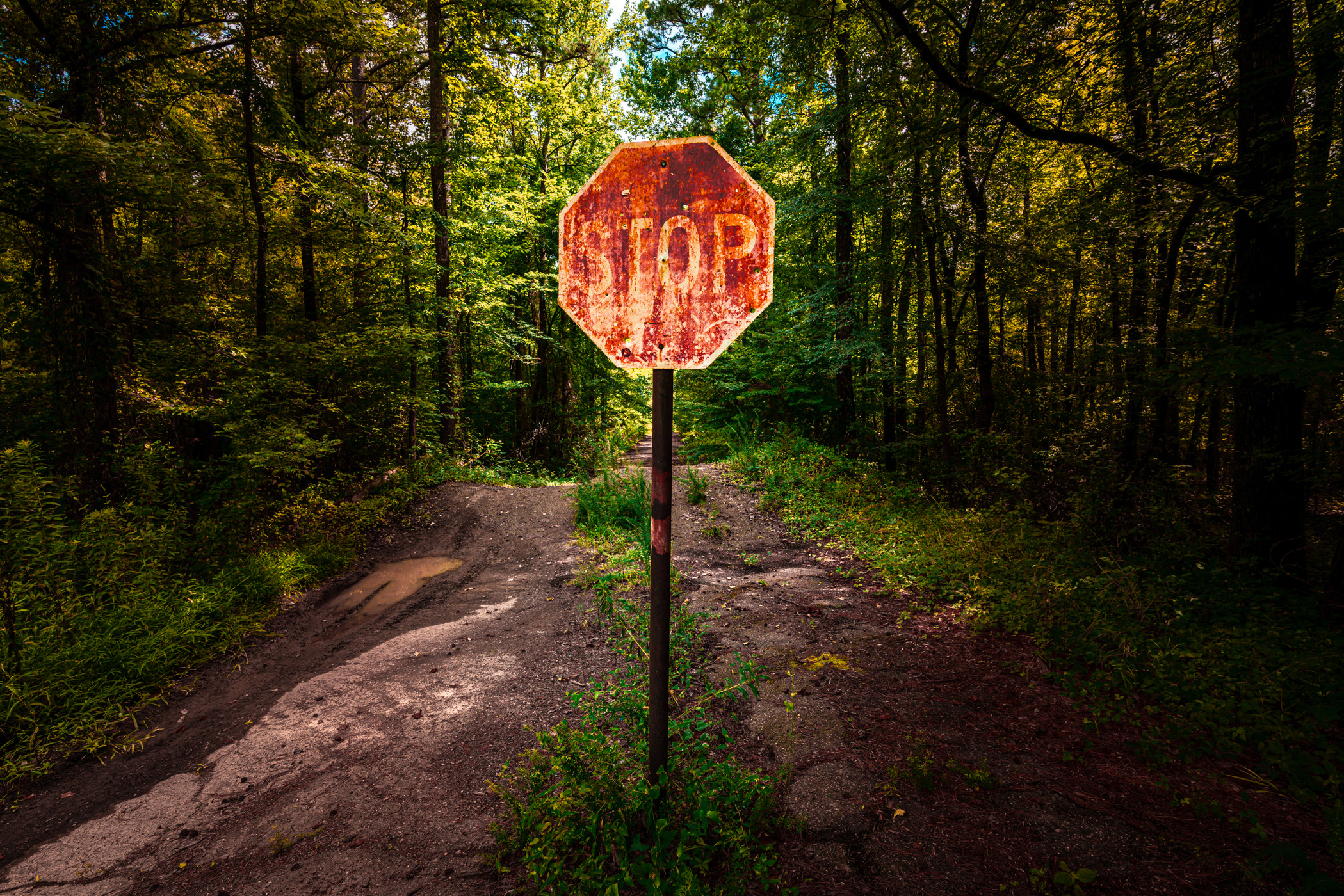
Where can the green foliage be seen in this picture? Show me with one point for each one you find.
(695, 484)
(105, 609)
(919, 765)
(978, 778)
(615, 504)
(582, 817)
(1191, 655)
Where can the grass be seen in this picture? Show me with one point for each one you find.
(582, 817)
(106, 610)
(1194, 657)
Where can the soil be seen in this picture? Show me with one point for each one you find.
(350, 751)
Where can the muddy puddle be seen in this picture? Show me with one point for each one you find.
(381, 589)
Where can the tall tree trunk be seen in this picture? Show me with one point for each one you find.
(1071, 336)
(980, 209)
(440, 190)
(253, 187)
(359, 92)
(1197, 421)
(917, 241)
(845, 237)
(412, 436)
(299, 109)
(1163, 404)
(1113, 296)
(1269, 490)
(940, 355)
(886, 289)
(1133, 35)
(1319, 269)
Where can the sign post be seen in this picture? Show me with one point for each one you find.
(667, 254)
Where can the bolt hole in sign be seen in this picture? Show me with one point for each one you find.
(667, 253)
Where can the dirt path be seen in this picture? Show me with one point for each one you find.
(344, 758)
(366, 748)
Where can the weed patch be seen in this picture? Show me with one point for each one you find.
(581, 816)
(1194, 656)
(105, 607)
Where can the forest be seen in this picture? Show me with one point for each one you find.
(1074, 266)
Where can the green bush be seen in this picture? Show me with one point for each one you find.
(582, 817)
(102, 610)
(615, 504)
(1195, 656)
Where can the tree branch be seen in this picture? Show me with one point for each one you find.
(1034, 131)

● ● ● ●

Exactly as they appear above, write out the line containing "Where can the weed" and each line that comes after it in the records.

EXPECTED ANSWER:
Where can the weed patch be seen in this picture? Show me with one point for each one you find.
(581, 816)
(1194, 656)
(105, 607)
Where can the forest be seen in this picture? Show me with one point for each one you find.
(1074, 266)
Where can the green bush be seen in this picture? Show me with one point for each one you find.
(582, 817)
(102, 610)
(615, 504)
(1195, 656)
Where can the tree branch be seen in this picture? Show me with one point for each one you find.
(1034, 131)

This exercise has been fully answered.